(Named object pointing records)
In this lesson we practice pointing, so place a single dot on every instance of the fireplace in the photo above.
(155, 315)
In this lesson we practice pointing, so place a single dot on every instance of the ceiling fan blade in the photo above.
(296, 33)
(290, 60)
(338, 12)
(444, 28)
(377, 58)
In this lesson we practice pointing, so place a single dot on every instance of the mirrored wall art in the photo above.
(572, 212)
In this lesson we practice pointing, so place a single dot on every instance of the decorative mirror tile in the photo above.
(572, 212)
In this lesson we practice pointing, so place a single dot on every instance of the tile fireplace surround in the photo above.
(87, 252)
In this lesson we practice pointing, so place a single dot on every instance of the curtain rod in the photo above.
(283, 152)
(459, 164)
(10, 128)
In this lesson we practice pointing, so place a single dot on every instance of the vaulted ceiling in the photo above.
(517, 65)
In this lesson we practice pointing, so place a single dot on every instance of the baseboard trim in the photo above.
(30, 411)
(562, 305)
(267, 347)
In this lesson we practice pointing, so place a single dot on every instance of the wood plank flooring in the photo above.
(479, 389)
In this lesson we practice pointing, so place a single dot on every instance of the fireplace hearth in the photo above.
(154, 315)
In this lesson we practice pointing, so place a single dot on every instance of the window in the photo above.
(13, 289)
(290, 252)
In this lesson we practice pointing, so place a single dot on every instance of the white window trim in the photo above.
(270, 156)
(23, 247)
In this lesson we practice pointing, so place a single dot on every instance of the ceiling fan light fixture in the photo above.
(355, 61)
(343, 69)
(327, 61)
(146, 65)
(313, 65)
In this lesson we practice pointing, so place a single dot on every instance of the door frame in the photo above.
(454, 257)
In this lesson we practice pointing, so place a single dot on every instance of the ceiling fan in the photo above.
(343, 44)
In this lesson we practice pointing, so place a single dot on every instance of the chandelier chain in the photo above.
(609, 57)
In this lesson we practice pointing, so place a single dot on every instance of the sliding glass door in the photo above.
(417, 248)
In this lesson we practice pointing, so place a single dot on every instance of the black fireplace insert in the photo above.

* [What is required] Reproduce the records above line for line, with no changes.

* [Exercise response]
In this lesson we practice pointing, so place a single dot on every instance of the fireplace in the photo above.
(155, 315)
In this lesson we practice pointing, so place a single dot on every instance of the ceiling fan blade in the photo above.
(296, 33)
(290, 60)
(338, 12)
(444, 28)
(377, 58)
In this lesson we practice pointing, so place a single dot on every instance of the mirrored wall art in the photo above.
(572, 212)
In this lesson we practice pointing, so place a single dot on every instance of the decorative mirror tile in the photo above.
(572, 212)
In this lesson we practice pointing, so place a single dot on every instance of the tile fireplace surround in the photo above.
(87, 252)
In this lesson we practice pointing, so place a single dot on every instance of the curtain rod in the photo above.
(283, 152)
(459, 164)
(10, 128)
In this lesson we practice pointing, so place a single dot on every instance of the vaulted ceiling in the photo above.
(517, 65)
In this lesson we practice pointing, so place a single dot on every instance of the baseboard trim in the photo above.
(30, 411)
(562, 305)
(267, 347)
In this lesson we practice pointing, so place a single dot on every instance of the wood plank flooring in the photo above.
(479, 389)
In this lesson we practice pointing, so place a single dot on every instance of the fireplace hearth in the photo above.
(154, 315)
In this lesson we practice pointing, so place a single dot on every instance of the window in the photo above.
(13, 289)
(290, 252)
In this lesson we practice pointing, so place a single dot on every instance of the white window trim in the photo above.
(270, 156)
(23, 247)
In this lesson we practice pointing, so place a single dot on every instance of the ceiling fan light fixture in the photo above.
(355, 61)
(343, 69)
(327, 61)
(146, 65)
(313, 65)
In this lesson we practice pointing, so place a single dot on every instance of the door frame in the photo above.
(454, 257)
In this lesson we practice pointing, so place a single dot on every instance of the ceiling fan in the photo above.
(343, 44)
In this lesson we practice pointing, so place a single dot on every instance of the chandelier chain in the photo above.
(609, 57)
In this lesson we practice pointing, so place a single dot on every instance of the sliding glass door in the photo above.
(417, 248)
In this lesson we practice pointing, so place a single dot on every instance of the black fireplace insert in the photo above.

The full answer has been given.